> [PROVIDED DATA]
══════

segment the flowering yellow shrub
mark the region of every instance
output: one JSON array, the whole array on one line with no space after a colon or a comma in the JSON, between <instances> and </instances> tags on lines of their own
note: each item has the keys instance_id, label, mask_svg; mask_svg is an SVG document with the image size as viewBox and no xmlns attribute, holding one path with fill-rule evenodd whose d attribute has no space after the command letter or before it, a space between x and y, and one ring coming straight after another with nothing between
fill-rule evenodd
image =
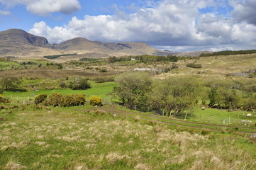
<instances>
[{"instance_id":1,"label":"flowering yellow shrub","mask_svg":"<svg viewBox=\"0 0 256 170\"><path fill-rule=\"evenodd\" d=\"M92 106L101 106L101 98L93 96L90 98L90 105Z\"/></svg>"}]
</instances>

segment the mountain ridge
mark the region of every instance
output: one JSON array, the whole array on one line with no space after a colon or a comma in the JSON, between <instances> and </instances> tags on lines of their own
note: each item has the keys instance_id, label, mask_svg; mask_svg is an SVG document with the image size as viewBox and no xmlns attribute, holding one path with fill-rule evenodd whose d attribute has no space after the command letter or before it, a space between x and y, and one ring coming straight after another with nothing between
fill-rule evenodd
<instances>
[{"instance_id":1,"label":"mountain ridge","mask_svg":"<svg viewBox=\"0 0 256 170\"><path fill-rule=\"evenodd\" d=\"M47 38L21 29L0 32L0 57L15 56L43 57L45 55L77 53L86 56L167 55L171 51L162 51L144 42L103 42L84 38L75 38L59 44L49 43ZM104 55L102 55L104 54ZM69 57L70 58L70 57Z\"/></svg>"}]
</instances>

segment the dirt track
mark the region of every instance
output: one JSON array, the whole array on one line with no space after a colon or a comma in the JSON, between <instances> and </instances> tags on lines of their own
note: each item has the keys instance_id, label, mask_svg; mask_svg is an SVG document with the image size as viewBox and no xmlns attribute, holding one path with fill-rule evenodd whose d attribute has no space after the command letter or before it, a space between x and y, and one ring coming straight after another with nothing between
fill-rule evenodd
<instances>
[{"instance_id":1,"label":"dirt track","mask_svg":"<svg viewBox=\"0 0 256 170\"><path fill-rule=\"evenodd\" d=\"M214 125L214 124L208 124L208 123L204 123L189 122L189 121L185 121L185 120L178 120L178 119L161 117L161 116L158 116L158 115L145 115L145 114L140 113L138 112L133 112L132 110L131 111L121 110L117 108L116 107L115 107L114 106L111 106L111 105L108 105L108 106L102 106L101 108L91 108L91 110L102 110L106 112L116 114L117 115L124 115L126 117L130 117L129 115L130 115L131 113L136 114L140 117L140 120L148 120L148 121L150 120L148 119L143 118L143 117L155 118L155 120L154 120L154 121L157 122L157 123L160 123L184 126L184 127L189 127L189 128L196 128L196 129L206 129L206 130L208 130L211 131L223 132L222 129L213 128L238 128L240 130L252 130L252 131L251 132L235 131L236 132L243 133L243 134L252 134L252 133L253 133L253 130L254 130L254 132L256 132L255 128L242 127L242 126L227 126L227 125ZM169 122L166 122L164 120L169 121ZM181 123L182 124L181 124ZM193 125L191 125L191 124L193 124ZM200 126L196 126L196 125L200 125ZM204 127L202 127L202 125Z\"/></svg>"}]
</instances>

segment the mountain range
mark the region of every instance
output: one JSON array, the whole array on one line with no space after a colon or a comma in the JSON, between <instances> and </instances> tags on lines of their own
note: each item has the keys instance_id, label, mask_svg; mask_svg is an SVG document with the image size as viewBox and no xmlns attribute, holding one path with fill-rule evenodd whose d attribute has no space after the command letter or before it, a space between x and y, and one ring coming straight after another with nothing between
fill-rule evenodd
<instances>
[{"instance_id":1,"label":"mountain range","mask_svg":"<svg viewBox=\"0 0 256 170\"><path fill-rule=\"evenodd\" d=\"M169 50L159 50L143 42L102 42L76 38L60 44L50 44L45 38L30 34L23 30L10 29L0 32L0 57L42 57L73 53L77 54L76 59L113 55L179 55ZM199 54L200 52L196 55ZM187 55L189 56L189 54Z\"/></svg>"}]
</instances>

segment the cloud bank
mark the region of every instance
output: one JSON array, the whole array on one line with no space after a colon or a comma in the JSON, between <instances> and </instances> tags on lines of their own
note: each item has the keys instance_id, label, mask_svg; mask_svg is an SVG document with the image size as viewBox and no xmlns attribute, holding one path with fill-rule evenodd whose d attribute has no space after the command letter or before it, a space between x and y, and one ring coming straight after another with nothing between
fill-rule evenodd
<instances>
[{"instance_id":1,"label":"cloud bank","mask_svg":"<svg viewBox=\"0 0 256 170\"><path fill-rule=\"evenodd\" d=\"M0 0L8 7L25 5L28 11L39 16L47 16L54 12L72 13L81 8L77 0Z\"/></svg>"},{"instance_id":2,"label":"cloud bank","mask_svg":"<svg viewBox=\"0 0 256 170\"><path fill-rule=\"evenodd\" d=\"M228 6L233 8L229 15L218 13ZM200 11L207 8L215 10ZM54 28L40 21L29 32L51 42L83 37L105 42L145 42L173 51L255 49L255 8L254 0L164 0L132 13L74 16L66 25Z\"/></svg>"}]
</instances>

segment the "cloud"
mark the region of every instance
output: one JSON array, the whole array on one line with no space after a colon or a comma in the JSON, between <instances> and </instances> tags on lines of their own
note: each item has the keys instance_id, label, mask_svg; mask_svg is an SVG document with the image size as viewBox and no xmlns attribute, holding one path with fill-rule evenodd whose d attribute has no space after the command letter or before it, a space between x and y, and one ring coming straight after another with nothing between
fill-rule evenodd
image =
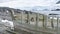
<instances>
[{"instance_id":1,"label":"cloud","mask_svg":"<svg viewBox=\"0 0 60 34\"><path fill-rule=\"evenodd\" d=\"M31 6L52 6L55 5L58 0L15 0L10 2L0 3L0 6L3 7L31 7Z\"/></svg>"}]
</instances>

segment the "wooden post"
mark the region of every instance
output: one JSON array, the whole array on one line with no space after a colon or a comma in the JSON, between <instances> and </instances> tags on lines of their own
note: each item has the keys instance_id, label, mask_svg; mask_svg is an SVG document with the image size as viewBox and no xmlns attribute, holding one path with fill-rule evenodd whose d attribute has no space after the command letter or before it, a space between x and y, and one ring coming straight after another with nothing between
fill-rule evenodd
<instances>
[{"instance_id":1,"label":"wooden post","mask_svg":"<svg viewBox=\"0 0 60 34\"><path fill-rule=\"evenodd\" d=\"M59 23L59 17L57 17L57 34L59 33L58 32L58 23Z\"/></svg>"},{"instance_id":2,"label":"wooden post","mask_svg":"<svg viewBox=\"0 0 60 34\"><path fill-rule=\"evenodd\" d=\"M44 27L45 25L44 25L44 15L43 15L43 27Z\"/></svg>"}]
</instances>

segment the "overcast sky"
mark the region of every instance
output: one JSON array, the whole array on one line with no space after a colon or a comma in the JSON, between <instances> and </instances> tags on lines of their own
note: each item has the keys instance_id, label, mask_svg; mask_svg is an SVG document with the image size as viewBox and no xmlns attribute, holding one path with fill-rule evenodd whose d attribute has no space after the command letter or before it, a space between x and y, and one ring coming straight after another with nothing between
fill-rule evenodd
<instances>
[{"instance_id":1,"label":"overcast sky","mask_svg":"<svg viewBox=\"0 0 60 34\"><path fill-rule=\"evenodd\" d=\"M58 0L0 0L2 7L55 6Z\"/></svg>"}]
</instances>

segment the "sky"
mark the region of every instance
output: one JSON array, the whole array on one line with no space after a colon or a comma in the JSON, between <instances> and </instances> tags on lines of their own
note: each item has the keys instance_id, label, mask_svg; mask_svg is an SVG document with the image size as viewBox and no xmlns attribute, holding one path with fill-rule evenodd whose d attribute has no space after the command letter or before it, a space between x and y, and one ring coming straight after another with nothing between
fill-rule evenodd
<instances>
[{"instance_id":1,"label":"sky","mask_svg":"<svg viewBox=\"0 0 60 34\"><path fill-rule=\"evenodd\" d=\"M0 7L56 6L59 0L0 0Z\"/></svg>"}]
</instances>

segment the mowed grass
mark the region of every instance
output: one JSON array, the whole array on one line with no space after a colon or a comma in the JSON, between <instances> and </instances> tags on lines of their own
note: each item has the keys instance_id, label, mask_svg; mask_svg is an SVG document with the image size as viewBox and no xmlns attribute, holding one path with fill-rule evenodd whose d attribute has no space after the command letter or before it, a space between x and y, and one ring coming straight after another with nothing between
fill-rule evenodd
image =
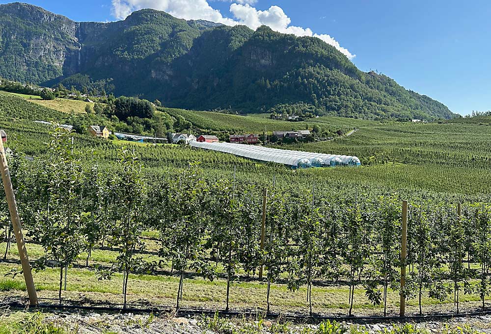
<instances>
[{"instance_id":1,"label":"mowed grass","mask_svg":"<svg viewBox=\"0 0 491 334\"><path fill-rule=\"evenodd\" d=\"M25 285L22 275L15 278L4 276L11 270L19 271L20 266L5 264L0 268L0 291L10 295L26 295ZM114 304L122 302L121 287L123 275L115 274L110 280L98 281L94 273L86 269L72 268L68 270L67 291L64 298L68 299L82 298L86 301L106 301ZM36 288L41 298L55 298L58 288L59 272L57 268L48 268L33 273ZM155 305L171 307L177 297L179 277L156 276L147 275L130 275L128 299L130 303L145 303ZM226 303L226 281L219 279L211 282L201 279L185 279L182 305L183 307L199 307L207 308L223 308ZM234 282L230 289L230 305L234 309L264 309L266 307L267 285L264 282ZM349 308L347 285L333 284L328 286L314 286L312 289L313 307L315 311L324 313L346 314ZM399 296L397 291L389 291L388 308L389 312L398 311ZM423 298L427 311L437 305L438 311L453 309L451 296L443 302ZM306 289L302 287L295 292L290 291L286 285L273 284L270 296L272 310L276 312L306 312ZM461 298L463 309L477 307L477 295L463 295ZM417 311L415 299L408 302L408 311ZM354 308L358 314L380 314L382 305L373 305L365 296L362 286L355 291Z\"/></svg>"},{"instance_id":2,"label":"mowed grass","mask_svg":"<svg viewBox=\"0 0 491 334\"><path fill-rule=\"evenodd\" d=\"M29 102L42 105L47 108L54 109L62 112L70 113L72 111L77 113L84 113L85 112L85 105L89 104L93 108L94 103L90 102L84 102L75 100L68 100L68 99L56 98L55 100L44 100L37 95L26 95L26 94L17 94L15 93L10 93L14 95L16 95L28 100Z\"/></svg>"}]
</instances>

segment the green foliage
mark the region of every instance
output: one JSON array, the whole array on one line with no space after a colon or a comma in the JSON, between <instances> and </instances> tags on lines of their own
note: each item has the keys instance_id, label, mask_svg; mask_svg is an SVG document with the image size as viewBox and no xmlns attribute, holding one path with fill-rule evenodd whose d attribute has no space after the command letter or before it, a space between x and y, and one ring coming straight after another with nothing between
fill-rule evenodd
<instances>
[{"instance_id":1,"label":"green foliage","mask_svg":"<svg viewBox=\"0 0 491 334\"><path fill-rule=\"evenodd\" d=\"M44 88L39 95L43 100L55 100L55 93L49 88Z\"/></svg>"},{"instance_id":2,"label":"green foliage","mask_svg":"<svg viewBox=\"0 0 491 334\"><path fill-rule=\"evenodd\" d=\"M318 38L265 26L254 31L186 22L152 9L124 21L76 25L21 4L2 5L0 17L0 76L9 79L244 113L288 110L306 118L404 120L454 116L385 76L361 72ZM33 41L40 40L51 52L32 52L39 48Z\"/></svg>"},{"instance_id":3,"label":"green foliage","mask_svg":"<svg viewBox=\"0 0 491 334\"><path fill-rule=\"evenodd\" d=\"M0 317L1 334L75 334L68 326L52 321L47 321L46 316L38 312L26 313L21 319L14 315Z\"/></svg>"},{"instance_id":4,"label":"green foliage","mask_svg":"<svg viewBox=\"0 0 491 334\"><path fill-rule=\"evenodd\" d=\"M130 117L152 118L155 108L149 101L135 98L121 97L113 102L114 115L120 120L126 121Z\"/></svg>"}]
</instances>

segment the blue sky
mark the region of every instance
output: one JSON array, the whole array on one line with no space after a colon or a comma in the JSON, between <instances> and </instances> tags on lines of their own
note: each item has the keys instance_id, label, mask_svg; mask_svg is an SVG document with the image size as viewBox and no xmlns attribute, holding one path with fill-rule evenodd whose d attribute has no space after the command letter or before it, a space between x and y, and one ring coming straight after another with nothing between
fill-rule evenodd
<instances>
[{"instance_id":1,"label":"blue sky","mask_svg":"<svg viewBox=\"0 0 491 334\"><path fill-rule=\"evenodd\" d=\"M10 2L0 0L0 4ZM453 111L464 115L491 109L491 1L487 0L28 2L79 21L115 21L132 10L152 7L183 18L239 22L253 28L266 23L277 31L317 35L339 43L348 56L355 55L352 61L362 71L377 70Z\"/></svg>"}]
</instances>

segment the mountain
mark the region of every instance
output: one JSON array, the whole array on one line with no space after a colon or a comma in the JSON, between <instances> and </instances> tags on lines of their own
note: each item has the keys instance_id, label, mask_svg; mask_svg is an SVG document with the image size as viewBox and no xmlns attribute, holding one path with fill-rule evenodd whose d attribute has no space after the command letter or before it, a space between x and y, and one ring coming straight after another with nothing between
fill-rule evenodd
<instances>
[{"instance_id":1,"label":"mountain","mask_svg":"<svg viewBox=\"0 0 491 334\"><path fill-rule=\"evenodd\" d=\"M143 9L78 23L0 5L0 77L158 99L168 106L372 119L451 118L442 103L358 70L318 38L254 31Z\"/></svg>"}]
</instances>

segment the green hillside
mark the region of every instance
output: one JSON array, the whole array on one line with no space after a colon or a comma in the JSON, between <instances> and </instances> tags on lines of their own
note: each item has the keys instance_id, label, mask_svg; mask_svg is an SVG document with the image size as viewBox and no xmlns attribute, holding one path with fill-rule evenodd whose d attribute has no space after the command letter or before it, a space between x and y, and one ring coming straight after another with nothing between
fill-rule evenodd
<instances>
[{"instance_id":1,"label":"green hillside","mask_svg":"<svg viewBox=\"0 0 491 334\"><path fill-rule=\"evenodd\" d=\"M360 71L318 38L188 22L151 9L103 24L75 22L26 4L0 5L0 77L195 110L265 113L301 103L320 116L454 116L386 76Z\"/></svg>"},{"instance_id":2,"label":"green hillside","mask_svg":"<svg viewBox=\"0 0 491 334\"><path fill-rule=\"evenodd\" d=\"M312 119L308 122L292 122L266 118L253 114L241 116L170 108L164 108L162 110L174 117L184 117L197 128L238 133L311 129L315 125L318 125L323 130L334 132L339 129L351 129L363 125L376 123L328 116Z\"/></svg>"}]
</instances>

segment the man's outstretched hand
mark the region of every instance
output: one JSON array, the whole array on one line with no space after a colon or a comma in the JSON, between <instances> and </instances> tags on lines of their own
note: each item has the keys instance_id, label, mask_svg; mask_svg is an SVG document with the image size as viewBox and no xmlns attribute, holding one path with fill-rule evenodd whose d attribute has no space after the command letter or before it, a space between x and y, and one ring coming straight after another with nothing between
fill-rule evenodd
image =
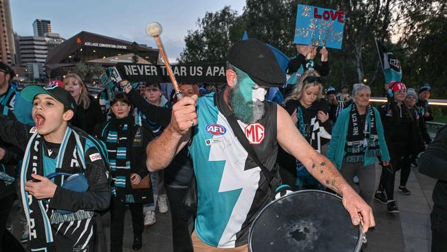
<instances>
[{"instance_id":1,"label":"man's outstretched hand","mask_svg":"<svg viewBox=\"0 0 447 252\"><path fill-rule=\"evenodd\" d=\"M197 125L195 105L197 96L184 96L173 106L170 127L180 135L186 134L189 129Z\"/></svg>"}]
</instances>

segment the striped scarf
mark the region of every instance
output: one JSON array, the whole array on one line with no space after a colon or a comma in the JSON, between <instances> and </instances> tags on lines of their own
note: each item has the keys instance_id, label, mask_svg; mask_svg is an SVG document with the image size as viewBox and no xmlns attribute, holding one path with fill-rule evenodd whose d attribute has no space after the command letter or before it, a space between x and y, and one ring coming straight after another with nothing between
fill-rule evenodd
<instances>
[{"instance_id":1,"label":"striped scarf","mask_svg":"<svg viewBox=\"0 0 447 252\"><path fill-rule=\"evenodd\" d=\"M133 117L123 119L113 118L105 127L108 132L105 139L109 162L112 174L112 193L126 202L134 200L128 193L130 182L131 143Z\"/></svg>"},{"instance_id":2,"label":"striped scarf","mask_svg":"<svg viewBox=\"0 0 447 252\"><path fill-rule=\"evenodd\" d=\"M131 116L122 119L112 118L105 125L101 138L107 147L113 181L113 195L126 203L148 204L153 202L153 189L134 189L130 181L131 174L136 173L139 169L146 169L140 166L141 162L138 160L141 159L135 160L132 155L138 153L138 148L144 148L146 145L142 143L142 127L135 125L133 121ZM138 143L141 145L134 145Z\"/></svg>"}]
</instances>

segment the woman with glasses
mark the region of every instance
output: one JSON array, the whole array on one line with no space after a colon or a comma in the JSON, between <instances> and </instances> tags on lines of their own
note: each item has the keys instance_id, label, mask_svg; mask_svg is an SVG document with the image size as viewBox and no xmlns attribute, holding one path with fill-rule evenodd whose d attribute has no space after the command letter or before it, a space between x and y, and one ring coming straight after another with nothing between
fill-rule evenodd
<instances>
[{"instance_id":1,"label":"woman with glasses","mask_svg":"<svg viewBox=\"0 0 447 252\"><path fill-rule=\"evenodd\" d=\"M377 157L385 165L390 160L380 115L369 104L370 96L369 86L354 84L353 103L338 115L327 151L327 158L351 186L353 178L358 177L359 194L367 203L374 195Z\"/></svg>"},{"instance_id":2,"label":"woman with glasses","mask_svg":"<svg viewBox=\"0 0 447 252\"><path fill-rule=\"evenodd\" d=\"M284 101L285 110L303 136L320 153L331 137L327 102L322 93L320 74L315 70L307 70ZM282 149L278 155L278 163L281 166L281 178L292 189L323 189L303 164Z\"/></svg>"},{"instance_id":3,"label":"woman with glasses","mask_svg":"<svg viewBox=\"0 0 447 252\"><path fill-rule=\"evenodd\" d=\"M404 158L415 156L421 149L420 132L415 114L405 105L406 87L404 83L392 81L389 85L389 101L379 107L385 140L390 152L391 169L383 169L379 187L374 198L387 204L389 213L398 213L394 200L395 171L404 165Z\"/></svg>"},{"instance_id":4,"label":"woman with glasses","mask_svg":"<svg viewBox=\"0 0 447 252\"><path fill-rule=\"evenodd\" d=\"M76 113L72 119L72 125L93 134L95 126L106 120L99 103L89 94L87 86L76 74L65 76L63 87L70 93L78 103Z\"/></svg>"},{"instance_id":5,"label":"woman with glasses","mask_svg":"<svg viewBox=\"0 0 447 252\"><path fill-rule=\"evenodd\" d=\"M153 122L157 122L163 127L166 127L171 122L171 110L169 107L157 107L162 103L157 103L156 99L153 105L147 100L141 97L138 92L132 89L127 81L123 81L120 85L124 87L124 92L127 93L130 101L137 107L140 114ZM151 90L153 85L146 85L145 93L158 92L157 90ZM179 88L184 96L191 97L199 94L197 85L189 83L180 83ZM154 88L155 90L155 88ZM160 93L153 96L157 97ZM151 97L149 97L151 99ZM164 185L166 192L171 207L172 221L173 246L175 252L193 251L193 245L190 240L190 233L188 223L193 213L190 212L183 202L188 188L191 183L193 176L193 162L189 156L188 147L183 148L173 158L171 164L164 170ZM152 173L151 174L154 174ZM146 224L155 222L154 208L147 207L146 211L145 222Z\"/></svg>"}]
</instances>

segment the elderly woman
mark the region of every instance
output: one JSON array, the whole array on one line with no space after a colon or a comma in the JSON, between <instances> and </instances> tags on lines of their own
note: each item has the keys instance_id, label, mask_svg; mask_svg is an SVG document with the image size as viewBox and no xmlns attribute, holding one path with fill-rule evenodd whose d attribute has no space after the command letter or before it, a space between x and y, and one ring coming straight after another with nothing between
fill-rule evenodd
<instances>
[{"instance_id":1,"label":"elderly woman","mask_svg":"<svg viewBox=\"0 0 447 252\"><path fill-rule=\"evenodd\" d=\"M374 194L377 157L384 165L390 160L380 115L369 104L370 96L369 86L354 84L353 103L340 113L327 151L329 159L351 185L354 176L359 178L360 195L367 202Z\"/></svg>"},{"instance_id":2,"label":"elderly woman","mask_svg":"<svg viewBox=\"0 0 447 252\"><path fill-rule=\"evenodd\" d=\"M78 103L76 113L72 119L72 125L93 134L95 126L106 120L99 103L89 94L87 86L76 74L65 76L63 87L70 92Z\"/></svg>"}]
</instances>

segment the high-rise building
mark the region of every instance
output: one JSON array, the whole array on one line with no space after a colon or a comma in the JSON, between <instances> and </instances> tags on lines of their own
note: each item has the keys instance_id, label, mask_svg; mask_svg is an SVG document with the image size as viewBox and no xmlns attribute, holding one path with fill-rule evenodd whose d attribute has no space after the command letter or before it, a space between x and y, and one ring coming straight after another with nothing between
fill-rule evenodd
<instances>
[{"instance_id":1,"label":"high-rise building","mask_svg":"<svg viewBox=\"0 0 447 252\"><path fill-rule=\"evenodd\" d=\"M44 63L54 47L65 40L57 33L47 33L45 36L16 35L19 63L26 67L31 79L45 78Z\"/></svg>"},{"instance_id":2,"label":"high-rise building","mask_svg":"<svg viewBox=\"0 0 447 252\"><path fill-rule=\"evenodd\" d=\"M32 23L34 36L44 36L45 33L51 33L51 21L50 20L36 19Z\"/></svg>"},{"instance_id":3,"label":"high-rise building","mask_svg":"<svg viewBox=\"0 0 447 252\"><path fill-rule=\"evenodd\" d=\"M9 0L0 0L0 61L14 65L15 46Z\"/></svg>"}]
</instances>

══════

> [BRIEF]
Copy out the rows verbatim, beginning at the line that contains "segment the high-rise building" and continuing through the end of the rows, with both ends included.

> [SOLUTION TO THIS TASK]
segment the high-rise building
mark the region of every instance
output: one JSON array, the whole array on one line with no space after a colon or a comma in the JSON, between <instances> and </instances> tags on lines of their own
note: each item has the keys instance_id, label, mask_svg; mask_svg is an SVG document with the image size as viewBox and no xmlns attribute, holding one path with fill-rule evenodd whose d attribute has no space after the command letter or before it, a space between x and y, and one ring coming straight after another with nothing between
fill-rule evenodd
<instances>
[{"instance_id":1,"label":"high-rise building","mask_svg":"<svg viewBox=\"0 0 447 252\"><path fill-rule=\"evenodd\" d=\"M44 63L54 47L65 40L57 33L47 33L45 36L16 35L19 63L26 67L31 79L45 78Z\"/></svg>"},{"instance_id":2,"label":"high-rise building","mask_svg":"<svg viewBox=\"0 0 447 252\"><path fill-rule=\"evenodd\" d=\"M32 23L34 36L44 36L45 33L51 33L51 21L50 20L36 19Z\"/></svg>"},{"instance_id":3,"label":"high-rise building","mask_svg":"<svg viewBox=\"0 0 447 252\"><path fill-rule=\"evenodd\" d=\"M9 0L0 0L0 61L14 65L15 46Z\"/></svg>"}]
</instances>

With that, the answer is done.